=== ÜBUNGSAUFGABEN ===
[A] Worauf erstreckt sich laut dem Text zur sicheren Videokonferenz die Vielfalt des Lösungsangebots?
[B] Fassen Sie den Absatz des Textes zur sicheren Videokonferenz, der mit „Wer diese Möglichkeit haben“ beginnt, kürzer zusammen und behalten Sie dabei seine wesentlichen Aussagen bei.

=== BEREITGESTELLTER TEXT ===

"""

Sichere Videokonferenz: BSI-Kompendium KoViKo

Oliver Flüs

Nicht nur als Auswirkung der Corona-Krise und der damit geforderten räumlichen Distanz ist es nützlich, Besprechungsteilnehmer zusammenbringen zu können, die sich an verschiedenen Orten aufhalten.

Wer diese Möglichkeit haben und dabei der Gesprächs- und Arbeitssituation im normalen Besprechungsraum möglichst nahe kommen will, hat den Bedarf für eine darauf ausgerichtete Videokonferenzlösung. Das Lösungsangebot ist mittlerweile vielfältig. Dies betrifft die Ausstattung im Bereich Video-Endpunkte zur Konferenzteilnahme, aber auch die möglichen Architekturen und Betriebsmodelle, über die Videokonferenzen zustande kommen können.

"""

=== AUSGELESENE EINTRÄGE ===
"""

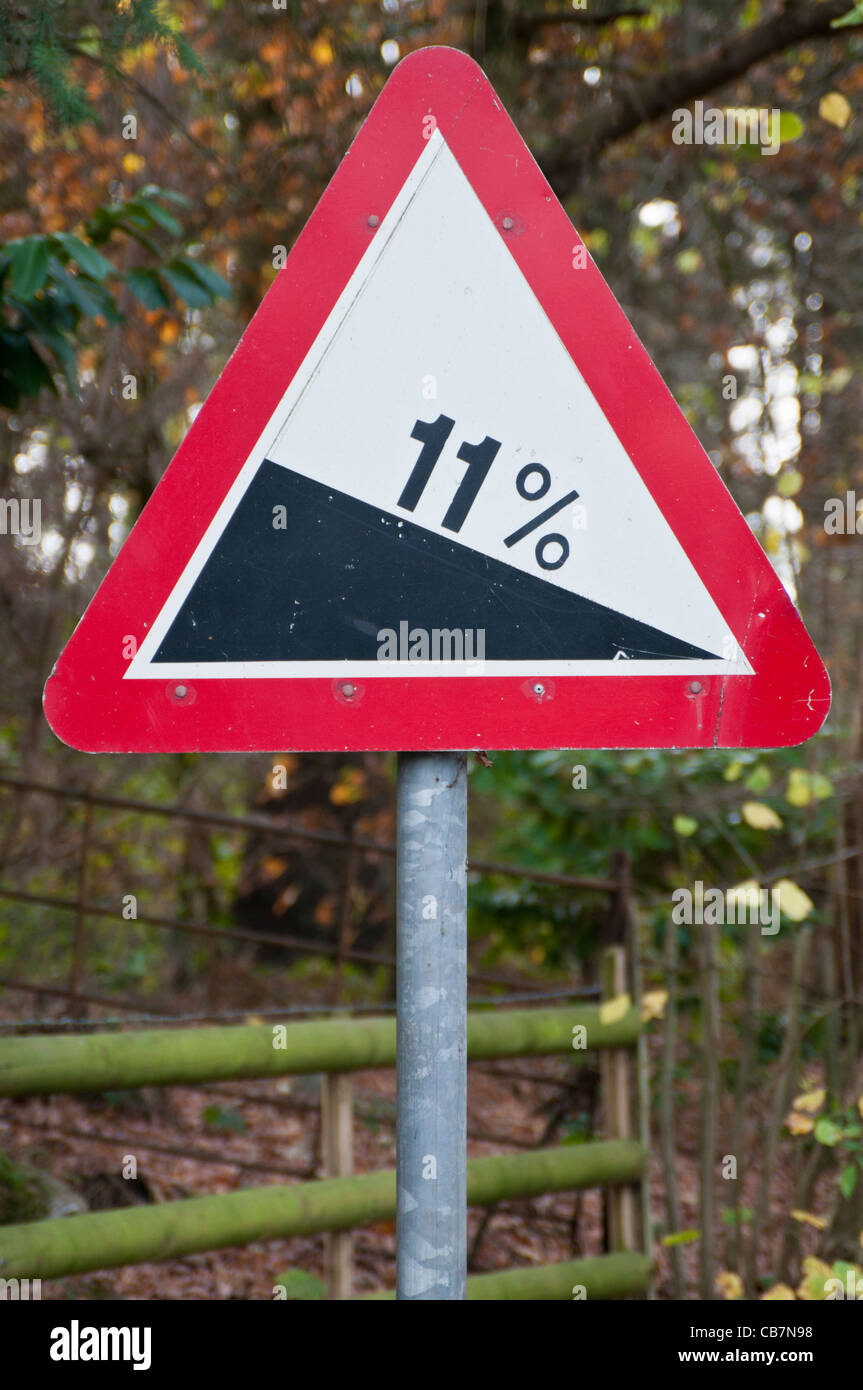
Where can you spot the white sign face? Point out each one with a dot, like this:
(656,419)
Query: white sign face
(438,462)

"""
"""

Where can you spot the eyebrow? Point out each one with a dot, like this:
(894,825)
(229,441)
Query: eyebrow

"""

=== ERWARTETE ANTWORTEN ===
[A] Auf die Ausstattung im Bereich Video-Endpunkte zur Konferenzteilnahme sowie auf die möglichen Architekturen und Betriebsmodelle, über die Videokonferenzen zustande kommen können.

[B] Wer Teilnehmende an verschiedenen Orten möglichst so wie im normalen Besprechungsraum zusammenbringen will, braucht eine darauf ausgerichtete Videokonferenzlösung. Das Angebot ist inzwischen vielfältig, sowohl bei den Video-Endpunkten als auch bei den Architekturen und Betriebsmodellen.